What you need to do — Retype exactly the lines from the line with "Target: man's ear" to the end of the data, keeping both boundary lines.

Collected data

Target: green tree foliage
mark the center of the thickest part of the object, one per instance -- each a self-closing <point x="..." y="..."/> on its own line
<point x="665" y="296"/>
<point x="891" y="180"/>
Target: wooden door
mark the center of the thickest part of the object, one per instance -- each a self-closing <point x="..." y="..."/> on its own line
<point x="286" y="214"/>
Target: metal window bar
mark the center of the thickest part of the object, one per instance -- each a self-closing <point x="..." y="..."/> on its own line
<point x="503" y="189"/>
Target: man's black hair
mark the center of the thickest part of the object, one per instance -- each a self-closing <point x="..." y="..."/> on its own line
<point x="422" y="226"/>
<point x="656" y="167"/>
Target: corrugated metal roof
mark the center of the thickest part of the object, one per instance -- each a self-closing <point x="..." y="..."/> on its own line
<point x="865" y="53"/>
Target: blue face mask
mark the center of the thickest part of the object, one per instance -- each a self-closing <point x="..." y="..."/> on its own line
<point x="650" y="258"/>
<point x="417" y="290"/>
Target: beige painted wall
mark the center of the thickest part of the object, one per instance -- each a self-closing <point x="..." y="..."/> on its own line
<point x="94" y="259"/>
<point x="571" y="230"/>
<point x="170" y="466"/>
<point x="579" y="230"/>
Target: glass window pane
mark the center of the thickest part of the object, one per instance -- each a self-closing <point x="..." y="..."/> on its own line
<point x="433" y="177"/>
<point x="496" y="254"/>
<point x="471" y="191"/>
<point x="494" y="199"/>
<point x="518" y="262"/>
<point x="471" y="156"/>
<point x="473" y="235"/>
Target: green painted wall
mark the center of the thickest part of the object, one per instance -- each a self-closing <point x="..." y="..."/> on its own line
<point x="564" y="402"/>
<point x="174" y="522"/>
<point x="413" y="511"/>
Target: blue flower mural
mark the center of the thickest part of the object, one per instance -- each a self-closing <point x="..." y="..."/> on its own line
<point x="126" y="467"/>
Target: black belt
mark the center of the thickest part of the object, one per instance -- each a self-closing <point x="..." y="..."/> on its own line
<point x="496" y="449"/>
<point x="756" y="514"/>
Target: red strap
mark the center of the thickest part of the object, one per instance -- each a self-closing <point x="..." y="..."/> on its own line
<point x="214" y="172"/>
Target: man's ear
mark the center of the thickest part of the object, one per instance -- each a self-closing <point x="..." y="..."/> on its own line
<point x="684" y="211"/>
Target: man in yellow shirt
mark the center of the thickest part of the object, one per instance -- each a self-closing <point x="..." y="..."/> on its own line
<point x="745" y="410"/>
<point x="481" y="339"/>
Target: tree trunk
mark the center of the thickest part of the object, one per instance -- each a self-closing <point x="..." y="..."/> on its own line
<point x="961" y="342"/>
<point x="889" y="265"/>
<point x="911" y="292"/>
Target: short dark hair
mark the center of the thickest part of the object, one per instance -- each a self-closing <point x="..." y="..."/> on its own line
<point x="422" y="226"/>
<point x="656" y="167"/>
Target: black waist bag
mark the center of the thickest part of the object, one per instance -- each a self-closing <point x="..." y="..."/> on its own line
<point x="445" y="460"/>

Solution below —
Target: man's ear
mark the center of the thickest part of the object, one per instance -- each a self-closing <point x="..." y="..."/> on its own line
<point x="684" y="211"/>
Target: man in yellow shirt
mark the center of the thickest part of the object, one per instance -- each a self-closing <point x="..." y="..."/> on its own line
<point x="745" y="410"/>
<point x="481" y="339"/>
Target: tree trunk
mark the center of the thickest part of the object, one per instance -- each a self-closing <point x="..." y="..."/> on its own line
<point x="961" y="342"/>
<point x="889" y="265"/>
<point x="911" y="292"/>
Target: short dark hair
mark the center of the thickest part of the object, one per instance -- each a self-closing <point x="..." y="..."/> on its own line
<point x="422" y="226"/>
<point x="656" y="167"/>
Target: black waist bag
mark the center of the thickest part of the object, one per instance -- each a self-closing <point x="..." y="..."/> on its own line
<point x="445" y="460"/>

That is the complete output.